*ESERCIZIO ASSEGNATO*:
Individua nei record qui sotto tutte le righe che contengono la parola "neck" e ricopiale.

+ + + + +

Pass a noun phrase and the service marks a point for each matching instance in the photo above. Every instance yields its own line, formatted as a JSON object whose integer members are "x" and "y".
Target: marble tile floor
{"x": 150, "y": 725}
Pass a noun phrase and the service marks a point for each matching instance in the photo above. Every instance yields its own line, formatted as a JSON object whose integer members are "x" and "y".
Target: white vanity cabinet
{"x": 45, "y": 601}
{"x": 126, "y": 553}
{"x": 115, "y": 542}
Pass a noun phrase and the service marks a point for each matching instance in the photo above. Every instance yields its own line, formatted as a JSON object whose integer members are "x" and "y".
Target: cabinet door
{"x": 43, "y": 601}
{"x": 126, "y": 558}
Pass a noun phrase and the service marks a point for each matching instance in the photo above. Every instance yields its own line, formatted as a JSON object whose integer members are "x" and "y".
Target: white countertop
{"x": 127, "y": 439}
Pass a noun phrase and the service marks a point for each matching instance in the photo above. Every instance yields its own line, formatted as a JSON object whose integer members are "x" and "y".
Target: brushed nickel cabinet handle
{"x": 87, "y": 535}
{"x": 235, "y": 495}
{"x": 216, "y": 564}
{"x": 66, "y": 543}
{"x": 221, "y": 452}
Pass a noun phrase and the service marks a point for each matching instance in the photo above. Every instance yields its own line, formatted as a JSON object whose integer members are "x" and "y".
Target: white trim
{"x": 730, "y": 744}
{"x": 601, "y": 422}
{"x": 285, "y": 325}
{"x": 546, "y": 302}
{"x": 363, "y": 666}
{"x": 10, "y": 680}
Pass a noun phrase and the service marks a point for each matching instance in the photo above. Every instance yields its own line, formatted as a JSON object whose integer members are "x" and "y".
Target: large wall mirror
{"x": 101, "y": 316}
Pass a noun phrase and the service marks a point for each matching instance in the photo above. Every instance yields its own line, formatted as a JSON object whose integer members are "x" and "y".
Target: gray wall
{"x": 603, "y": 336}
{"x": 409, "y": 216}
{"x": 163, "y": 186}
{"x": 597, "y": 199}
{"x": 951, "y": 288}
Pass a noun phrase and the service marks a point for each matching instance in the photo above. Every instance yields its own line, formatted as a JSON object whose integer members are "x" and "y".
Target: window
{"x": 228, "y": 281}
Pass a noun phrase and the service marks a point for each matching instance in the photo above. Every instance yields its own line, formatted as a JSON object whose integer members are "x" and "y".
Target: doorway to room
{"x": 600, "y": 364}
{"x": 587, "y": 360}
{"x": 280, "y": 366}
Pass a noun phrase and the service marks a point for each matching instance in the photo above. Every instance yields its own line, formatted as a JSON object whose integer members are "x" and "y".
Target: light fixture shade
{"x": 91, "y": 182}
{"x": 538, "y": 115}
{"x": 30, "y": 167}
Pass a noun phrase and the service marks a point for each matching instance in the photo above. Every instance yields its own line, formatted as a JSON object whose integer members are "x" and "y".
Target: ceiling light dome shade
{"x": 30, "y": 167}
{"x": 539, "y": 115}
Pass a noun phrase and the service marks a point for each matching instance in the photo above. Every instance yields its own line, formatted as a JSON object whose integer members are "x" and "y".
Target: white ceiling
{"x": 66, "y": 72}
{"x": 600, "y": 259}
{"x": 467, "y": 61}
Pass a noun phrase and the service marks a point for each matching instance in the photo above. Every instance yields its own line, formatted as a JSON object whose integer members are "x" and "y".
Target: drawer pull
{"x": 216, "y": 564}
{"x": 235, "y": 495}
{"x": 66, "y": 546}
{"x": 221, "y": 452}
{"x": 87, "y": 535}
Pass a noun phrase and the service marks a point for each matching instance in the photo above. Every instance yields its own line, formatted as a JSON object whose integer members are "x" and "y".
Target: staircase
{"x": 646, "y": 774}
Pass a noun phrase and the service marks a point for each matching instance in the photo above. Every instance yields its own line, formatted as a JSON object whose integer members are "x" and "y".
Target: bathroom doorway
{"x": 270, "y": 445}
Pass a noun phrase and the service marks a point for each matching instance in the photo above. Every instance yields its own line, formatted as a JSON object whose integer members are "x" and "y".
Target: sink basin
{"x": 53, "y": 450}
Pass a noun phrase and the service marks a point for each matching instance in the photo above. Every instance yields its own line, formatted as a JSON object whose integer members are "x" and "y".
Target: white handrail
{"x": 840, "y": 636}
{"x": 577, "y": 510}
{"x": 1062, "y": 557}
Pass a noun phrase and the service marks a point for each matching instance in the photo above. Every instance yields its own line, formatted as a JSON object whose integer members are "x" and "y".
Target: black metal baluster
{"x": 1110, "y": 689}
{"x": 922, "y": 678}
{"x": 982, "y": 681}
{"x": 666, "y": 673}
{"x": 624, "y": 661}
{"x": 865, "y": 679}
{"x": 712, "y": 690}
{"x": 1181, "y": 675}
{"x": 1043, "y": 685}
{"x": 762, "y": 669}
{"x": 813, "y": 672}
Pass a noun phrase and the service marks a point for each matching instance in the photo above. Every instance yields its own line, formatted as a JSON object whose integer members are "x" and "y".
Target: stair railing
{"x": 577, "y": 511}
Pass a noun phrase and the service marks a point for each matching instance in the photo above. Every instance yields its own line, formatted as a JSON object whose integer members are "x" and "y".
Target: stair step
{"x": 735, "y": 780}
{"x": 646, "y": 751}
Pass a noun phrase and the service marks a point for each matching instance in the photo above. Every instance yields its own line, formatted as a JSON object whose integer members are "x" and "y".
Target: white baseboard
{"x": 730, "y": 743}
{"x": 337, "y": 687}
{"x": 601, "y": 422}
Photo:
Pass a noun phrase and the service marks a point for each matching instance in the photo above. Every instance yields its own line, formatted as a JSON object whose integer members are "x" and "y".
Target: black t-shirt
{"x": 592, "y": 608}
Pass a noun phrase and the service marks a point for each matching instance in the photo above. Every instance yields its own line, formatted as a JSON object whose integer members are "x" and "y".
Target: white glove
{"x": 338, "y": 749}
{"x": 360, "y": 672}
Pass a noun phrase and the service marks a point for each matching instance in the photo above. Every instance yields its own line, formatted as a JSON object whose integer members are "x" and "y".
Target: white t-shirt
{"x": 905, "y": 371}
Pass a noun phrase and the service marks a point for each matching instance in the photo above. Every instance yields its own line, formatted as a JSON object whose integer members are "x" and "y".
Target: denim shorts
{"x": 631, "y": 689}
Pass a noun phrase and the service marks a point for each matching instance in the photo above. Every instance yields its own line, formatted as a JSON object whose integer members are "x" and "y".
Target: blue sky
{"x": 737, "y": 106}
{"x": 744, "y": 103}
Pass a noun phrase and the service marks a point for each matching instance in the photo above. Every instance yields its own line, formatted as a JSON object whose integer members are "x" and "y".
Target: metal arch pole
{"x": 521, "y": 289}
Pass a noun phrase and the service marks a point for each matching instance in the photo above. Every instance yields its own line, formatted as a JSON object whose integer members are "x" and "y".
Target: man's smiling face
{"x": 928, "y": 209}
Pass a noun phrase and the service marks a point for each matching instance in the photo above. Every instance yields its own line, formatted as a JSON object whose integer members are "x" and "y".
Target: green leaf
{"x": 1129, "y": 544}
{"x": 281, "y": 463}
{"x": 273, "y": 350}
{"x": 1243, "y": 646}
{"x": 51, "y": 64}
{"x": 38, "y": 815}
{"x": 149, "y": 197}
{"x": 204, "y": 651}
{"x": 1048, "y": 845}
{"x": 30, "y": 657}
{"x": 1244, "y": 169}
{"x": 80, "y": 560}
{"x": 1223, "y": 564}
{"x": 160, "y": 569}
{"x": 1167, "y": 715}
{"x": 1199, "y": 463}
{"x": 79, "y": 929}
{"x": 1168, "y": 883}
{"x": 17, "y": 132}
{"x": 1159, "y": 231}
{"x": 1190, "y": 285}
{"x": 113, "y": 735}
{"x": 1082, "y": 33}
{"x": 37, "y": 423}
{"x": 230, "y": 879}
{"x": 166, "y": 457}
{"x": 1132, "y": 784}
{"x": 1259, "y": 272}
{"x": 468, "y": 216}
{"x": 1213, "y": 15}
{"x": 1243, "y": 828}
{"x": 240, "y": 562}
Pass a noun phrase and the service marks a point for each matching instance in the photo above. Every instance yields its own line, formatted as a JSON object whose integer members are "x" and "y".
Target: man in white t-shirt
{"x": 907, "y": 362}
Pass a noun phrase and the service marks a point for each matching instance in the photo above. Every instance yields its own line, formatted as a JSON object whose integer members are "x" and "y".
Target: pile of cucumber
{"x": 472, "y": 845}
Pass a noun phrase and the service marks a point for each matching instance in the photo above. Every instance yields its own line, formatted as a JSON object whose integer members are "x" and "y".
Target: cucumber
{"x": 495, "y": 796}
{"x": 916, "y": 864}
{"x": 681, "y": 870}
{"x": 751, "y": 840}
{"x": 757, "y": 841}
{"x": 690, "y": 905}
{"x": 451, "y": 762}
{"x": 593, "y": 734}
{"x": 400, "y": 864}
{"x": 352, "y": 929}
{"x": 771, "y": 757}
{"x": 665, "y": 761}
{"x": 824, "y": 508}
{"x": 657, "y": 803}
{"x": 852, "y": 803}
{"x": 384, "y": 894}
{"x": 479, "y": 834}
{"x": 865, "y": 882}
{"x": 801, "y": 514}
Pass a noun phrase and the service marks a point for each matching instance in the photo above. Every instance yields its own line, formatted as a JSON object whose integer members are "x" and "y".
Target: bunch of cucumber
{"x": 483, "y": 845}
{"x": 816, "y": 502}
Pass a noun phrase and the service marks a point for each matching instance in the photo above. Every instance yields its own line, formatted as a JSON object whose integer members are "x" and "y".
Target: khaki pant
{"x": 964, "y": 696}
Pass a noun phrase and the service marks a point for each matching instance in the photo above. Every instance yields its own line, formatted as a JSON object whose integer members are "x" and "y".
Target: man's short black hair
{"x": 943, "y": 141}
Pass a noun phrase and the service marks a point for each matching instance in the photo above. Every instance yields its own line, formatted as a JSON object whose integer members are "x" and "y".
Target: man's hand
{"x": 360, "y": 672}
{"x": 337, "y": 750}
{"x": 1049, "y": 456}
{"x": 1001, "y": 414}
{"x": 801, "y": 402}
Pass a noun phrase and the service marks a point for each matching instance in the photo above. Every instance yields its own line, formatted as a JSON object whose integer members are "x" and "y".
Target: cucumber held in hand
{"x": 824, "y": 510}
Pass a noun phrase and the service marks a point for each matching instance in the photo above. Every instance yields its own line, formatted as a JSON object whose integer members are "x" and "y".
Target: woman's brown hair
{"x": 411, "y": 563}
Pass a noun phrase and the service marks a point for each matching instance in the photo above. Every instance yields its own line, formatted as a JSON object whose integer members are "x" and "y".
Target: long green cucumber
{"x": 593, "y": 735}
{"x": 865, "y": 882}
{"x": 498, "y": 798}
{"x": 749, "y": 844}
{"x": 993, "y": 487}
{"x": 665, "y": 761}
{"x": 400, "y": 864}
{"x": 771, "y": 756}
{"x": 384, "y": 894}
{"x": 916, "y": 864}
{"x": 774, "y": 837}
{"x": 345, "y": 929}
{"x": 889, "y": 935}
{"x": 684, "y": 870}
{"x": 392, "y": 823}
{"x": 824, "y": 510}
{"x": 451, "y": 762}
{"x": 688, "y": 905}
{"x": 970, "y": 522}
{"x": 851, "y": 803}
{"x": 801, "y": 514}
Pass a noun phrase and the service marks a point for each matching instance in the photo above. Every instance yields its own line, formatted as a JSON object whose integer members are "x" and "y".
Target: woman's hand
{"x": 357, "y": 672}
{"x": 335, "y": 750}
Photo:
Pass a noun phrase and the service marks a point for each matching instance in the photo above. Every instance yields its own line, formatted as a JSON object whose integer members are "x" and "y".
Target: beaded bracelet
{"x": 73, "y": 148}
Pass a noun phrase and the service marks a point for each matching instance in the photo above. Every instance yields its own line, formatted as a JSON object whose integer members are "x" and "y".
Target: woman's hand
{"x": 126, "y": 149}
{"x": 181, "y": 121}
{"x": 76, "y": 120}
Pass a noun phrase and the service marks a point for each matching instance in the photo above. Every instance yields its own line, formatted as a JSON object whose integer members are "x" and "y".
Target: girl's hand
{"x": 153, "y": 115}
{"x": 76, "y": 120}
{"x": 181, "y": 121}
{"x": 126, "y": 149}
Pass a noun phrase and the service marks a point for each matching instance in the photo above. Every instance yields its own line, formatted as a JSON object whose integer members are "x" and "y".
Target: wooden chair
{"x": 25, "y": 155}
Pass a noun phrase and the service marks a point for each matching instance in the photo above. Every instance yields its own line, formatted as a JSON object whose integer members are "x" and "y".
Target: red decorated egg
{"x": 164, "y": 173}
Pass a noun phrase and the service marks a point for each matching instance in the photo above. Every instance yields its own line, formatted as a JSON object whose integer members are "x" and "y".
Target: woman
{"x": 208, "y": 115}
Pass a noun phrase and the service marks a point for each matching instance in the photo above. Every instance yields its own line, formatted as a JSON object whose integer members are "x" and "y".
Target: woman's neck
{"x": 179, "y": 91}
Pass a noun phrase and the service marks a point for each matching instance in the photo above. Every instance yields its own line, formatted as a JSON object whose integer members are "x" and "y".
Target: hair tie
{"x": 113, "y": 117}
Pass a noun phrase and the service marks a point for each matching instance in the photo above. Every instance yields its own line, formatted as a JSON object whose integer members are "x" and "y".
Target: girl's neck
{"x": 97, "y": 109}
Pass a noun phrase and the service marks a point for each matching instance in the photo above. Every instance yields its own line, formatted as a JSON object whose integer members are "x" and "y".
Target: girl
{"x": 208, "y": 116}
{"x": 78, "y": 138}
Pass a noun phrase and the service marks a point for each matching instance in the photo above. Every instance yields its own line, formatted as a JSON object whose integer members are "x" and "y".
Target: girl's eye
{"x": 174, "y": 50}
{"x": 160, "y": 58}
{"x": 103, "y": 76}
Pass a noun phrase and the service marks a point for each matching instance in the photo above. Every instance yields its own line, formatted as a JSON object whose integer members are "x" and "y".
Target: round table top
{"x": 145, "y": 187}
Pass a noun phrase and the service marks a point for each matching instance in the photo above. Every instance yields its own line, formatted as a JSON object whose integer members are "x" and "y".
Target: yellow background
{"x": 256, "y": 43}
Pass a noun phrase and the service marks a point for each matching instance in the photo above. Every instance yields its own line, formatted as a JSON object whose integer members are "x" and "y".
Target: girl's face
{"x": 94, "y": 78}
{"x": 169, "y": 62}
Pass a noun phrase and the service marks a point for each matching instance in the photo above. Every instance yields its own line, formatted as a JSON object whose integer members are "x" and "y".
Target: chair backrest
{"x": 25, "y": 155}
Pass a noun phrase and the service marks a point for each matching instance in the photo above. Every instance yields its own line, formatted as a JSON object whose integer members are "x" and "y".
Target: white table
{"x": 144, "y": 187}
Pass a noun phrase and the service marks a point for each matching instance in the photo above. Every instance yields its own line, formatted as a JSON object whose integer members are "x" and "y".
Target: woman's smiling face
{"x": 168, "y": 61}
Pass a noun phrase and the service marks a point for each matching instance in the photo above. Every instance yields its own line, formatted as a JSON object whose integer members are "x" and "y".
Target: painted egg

+ + + + +

*RISULTATO ESERCIZIO*:
Target: woman's neck
Target: girl's neck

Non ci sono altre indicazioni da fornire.